Exercise task:
Arrange all the items below as a Markdown table with the columns "Row" and "Line": number each row and place the line beside it. Leave out any blank lines.

[Location labeling records]
○ ○ ○
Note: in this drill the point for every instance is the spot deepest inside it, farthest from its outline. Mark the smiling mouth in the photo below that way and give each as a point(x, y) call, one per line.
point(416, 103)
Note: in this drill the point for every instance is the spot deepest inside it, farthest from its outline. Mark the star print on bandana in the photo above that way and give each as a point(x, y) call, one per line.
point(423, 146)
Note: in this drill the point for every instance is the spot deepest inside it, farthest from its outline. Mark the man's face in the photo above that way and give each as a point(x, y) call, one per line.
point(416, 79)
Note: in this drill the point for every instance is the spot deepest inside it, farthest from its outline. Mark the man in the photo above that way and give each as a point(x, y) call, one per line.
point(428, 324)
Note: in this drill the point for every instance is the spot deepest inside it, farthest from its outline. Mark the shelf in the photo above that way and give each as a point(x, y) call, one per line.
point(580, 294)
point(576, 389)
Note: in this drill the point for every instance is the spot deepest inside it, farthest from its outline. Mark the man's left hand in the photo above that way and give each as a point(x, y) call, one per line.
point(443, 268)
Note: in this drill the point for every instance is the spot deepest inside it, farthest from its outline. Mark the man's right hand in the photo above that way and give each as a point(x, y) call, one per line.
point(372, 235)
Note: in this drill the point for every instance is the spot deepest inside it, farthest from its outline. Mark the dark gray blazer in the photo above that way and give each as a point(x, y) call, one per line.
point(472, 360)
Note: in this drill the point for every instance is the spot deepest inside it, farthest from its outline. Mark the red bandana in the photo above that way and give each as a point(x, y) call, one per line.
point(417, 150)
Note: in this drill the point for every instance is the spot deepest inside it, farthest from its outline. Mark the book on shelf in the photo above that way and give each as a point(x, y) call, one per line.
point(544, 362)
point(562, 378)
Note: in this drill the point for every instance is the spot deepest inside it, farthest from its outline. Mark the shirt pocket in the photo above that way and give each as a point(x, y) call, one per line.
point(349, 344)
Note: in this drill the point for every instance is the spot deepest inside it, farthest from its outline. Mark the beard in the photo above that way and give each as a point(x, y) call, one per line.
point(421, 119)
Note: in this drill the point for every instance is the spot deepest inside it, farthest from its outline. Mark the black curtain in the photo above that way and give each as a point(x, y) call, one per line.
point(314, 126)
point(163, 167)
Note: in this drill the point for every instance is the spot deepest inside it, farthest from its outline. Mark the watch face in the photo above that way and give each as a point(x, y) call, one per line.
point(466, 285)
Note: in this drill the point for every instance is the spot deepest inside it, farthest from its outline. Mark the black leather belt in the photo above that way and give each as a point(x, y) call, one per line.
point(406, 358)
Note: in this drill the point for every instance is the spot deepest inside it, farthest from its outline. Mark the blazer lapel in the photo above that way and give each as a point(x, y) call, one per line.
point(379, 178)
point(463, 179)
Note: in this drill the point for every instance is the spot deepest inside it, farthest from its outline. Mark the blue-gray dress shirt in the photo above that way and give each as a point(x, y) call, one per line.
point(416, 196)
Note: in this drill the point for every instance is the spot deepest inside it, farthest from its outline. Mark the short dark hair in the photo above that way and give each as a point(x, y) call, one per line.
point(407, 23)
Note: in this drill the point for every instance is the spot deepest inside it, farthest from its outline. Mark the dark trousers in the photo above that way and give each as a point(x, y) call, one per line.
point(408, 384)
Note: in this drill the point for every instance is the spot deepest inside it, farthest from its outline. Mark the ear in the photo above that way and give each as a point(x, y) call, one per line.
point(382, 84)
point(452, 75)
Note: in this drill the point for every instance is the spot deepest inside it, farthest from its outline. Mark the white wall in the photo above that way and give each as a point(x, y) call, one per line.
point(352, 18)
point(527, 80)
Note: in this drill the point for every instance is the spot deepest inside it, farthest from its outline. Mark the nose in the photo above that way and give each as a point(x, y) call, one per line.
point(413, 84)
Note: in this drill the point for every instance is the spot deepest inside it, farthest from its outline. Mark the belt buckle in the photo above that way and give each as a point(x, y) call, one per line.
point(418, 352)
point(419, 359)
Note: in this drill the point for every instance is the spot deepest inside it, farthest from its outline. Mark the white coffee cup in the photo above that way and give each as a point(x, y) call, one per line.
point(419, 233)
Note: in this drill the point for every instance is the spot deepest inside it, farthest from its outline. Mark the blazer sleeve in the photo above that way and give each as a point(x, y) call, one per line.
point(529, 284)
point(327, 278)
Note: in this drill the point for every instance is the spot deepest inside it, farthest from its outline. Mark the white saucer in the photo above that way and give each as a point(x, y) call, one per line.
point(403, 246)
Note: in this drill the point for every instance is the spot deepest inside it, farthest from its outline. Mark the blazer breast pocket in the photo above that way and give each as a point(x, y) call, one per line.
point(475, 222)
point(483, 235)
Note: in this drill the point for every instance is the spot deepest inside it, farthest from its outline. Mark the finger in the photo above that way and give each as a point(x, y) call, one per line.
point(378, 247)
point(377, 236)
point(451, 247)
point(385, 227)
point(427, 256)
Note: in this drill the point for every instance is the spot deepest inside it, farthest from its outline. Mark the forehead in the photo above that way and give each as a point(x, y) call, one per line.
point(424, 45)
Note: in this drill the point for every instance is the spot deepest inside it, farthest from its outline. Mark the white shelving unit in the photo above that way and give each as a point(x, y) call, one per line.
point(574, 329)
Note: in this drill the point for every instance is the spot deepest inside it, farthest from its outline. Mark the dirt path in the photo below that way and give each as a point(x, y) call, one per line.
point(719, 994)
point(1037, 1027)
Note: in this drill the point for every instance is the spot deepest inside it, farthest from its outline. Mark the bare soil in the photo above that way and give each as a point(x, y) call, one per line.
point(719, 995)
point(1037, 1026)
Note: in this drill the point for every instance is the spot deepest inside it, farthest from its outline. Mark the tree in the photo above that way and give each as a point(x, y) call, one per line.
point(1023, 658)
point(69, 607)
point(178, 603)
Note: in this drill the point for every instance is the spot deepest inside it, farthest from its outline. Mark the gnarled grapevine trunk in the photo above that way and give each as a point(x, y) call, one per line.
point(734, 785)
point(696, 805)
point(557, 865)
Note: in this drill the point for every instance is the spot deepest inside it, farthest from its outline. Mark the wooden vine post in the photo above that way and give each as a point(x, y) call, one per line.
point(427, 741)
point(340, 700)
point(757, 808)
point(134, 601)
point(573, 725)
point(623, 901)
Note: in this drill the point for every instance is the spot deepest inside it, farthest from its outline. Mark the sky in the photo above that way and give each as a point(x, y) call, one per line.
○ ○ ○
Response below:
| Row | Line |
|---|---|
| 1 | Note: in this drill the point for every instance is the spot deepest inside it, farthest from its outline. Mark the smiling mouth in the photo below that way and give each as a point(x, y) call, one per line. |
| 2 | point(416, 103) |
| 3 | Note: in this drill the point for every instance is the spot deepest inside it, farthest from its outline. Mark the star print on bandana in the photo above that way and give each as a point(x, y) call, one per line. |
| 4 | point(423, 146) |
| 5 | Note: in this drill the point for every instance is the spot deepest inside it, farthest from its outline. Mark the man's face in the photo above that way and give each as a point(x, y) call, one per line. |
| 6 | point(416, 79) |
| 7 | Note: in this drill the point for every instance is the spot deepest inside it, farthest from its outline. Mark the man in the photo above that way and give each as a point(x, y) call, one per line. |
| 8 | point(428, 324) |
| 9 | Note: in this drill the point for every instance is the spot deepest inside it, farthest from its outline. Mark the shelf in the photo above that way and give each as a point(x, y) call, one per line. |
| 10 | point(580, 294) |
| 11 | point(576, 389) |
| 12 | Note: in this drill the point for every instance is the spot deepest inside it, farthest from its outline. Mark the man's left hand in the photo above that way and give each as a point(x, y) call, one per line. |
| 13 | point(443, 268) |
| 14 | Note: in this drill the point for every instance is the spot deepest inside it, farthest from its outline. Mark the man's right hand in the photo above that way and give each as a point(x, y) call, one per line. |
| 15 | point(372, 235) |
| 16 | Note: in this drill the point for every instance is the spot deepest inside it, farthest from its outline. Mark the dark gray blazer in the photo above that way and give each as a point(x, y) call, one per line. |
| 17 | point(472, 360) |
| 18 | Note: in this drill the point for every instance is the spot deepest inside it, farthest from its outline. Mark the red bandana in the photo above that way and give each as a point(x, y) call, one per line. |
| 19 | point(417, 150) |
| 20 | Note: in this drill the point for every instance is the spot deepest inside it, farthest from its outline. Mark the book on shelf in the photo above that way and give each as a point(x, y) call, one per line. |
| 21 | point(544, 362) |
| 22 | point(562, 378) |
| 23 | Note: in this drill the point for every instance is the spot deepest inside it, farthest from its outline. Mark the shirt pocket in the photo above that way and give each as a point(x, y) call, one per line. |
| 24 | point(349, 344) |
| 25 | Note: in this drill the point for every instance is the spot deepest inside it, farthest from its outline. Mark the beard in the photo above that way and give each as a point(x, y) call, one per line. |
| 26 | point(421, 119) |
| 27 | Note: in this drill the point for every instance is the spot deepest inside it, farthest from its outline. Mark the black curtain in the photo above that way and give each as a point(x, y) call, one per line. |
| 28 | point(314, 126) |
| 29 | point(163, 167) |
| 30 | Note: in this drill the point for every instance is the spot deepest inside it, farthest from its outline. Mark the watch face in the photo above that way and give each as a point(x, y) call, one per line. |
| 31 | point(466, 285) |
| 32 | Note: in this drill the point for every instance is the spot deepest inside it, farthest from its outline. Mark the black leather belt in the photo above that way and give each as a point(x, y) call, one per line. |
| 33 | point(406, 358) |
| 34 | Note: in this drill the point for every instance is the spot deepest inside it, farthest from its outline. Mark the blazer lapel in the photo above that way and give each as a point(x, y) call, one per line. |
| 35 | point(379, 178) |
| 36 | point(463, 179) |
| 37 | Note: in this drill the point for every instance is the spot deepest inside it, farthest from its outline. Mark the blue-gray dress shirt in the photo above that way and give each as a point(x, y) call, one per line. |
| 38 | point(416, 196) |
| 39 | Note: in this drill the point for every instance is the spot deepest inside it, farthest from its outline. Mark the short dark hair in the photo above that way and give each as a point(x, y) call, one per line. |
| 40 | point(407, 23) |
| 41 | Note: in this drill the point for every instance is the spot deepest inside it, farthest from its outline. Mark the dark trousers in the photo above that way and give each as a point(x, y) call, one per line. |
| 42 | point(408, 384) |
| 43 | Note: in this drill the point for every instance is the spot deepest inside it, farthest from its outline. Mark the ear in the photo above that way and give each as a point(x, y) call, one per line. |
| 44 | point(382, 84) |
| 45 | point(452, 75) |
| 46 | Note: in this drill the point for every instance is the spot deepest inside it, farthest from its outline. Mark the white wall in the photo above that way and give each as a point(x, y) call, one per line. |
| 47 | point(352, 18) |
| 48 | point(527, 80) |
| 49 | Note: in this drill the point for every instance is the spot deepest inside it, farthest from its outline. Mark the nose in the photo above that way and give each as a point(x, y) call, one per line. |
| 50 | point(413, 84) |
| 51 | Note: in this drill the point for every instance is the spot deepest inside it, farthest from its outline. Mark the belt buckle in the photo above that way and give each as a point(x, y) call, one per line. |
| 52 | point(418, 352) |
| 53 | point(419, 359) |
| 54 | Note: in this drill the point for every instance is the spot deepest inside it, farthest from its outline. Mark the white coffee cup in the photo above that way and give each as a point(x, y) call, one per line. |
| 55 | point(419, 233) |
| 56 | Note: in this drill the point for every instance is the spot deepest inside it, farthest from its outline. Mark the blazer sleeve in the photo above that way and give each as a point(x, y) call, one per line. |
| 57 | point(529, 284) |
| 58 | point(327, 278) |
| 59 | Note: in this drill the point for every instance is the spot deepest inside it, farthest from its outline. Mark the white saucer in the photo above that way and give each as a point(x, y) call, one per line. |
| 60 | point(403, 246) |
| 61 | Note: in this drill the point for every instance is the spot deepest inside it, farthest from its outline. Mark the blazer breast pocket in the photo above that way and give each as a point(x, y) call, one per line. |
| 62 | point(475, 222) |
| 63 | point(483, 235) |
| 64 | Note: in this drill the point for every instance is the spot deepest inside it, farthest from its outline. Mark the finger in the photo above that way and give each as a point(x, y) call, one per line. |
| 65 | point(378, 247) |
| 66 | point(377, 236) |
| 67 | point(451, 247) |
| 68 | point(385, 227) |
| 69 | point(427, 256) |
| 70 | Note: in this drill the point for every instance is the spot deepest inside it, farthest from its outline. Mark the forehead in the photo above that way and give each as a point(x, y) call, one per line. |
| 71 | point(424, 45) |
| 72 | Note: in this drill the point for every instance is the spot deepest inside it, farthest from its outline. Mark the white shelving unit in the photo above that way and give each as a point(x, y) call, one per line. |
| 73 | point(574, 329) |
| 74 | Note: in this drill the point for every instance is the spot deepest inside it, farthest from its outline. Mark the dirt path in the photo below that way and give each as a point(x, y) call, one per line. |
| 75 | point(719, 994) |
| 76 | point(1037, 1027) |
| 77 | Note: in this drill the point for every instance is the spot deepest inside it, farthest from its outline. Mark the bare soil in the photo above that way and give each as a point(x, y) call, one per line. |
| 78 | point(719, 995) |
| 79 | point(1037, 1026) |
| 80 | Note: in this drill the point for every instance is the spot deepest inside it, farthest from its outline. Mark the tree in the photo above that way and give each as a point(x, y) call, one per line. |
| 81 | point(1023, 658) |
| 82 | point(69, 607) |
| 83 | point(178, 603) |
| 84 | Note: in this drill the point for every instance is the spot deepest inside it, farthest from its outline. Mark the gnarled grapevine trunk in the photo above that way and give each as a point(x, y) call, one per line. |
| 85 | point(734, 785) |
| 86 | point(696, 805) |
| 87 | point(557, 865) |
| 88 | Note: in this drill the point for every instance is the spot deepest inside it, farthest from its outline. Mark the wooden vine post in the photo above that way and give each as a point(x, y) call, one per line. |
| 89 | point(427, 741) |
| 90 | point(340, 700) |
| 91 | point(757, 808) |
| 92 | point(134, 601) |
| 93 | point(573, 725) |
| 94 | point(623, 901) |
| 95 | Note: in this drill the point for every instance is the spot deepest inside it, farthest from its outline. Mark the sky in the photo above that way and give each as a point(x, y) call, one per line. |